* begin SUPPLIED INFORMATION *

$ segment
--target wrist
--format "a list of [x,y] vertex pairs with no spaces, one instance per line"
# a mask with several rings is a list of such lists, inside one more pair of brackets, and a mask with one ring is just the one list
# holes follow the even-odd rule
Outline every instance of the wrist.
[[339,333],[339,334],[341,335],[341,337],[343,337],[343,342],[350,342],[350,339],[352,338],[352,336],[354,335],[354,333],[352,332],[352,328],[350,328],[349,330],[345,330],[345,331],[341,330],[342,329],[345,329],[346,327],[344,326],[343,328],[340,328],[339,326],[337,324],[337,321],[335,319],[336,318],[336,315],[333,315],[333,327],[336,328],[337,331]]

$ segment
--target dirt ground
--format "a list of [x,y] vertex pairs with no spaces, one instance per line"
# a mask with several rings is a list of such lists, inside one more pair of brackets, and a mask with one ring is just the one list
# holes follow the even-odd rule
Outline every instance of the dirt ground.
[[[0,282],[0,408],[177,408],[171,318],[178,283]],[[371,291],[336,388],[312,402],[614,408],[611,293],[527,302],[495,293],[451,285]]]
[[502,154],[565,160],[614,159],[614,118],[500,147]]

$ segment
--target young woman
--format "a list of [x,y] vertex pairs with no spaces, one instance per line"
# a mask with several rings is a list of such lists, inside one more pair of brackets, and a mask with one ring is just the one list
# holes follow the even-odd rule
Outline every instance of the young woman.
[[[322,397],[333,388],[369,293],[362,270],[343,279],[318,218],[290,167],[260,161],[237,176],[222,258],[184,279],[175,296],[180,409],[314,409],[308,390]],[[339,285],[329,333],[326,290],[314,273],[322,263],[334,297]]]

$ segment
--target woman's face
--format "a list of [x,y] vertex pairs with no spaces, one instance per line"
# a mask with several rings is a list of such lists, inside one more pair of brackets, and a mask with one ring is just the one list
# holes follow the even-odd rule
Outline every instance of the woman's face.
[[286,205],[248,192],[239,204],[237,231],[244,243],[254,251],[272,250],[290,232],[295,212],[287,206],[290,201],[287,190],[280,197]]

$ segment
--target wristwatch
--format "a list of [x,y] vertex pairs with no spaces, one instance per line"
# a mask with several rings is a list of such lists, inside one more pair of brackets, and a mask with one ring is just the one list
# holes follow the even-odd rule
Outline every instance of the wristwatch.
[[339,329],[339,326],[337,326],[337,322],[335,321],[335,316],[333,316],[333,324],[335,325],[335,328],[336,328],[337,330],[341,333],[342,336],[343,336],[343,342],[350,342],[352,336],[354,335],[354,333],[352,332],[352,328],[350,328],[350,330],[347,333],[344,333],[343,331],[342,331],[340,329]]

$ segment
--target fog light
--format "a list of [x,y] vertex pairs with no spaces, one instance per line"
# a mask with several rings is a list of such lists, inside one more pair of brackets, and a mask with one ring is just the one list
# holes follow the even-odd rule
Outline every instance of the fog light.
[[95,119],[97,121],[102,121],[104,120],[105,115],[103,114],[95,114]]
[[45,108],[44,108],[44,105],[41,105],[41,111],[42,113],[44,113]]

* end SUPPLIED INFORMATION *

- _DIRECTIVE_
Lay out the listing above as a Markdown table with the columns Row and Line, from its first line through the line containing "Outline every instance of the wrist.", inclusive. Leave out blank lines.

- _THE RESPONSE_
| Row | Line |
|---|---|
| 1 | $ segment |
| 2 | --target wrist |
| 3 | --format "a list of [x,y] vertex pairs with no spaces, one instance per line" |
| 4 | # a mask with several rings is a list of such lists, inside one more pair of brackets, and a mask with one ring is just the one list |
| 5 | # holes follow the even-odd rule |
| 6 | Outline every instance of the wrist. |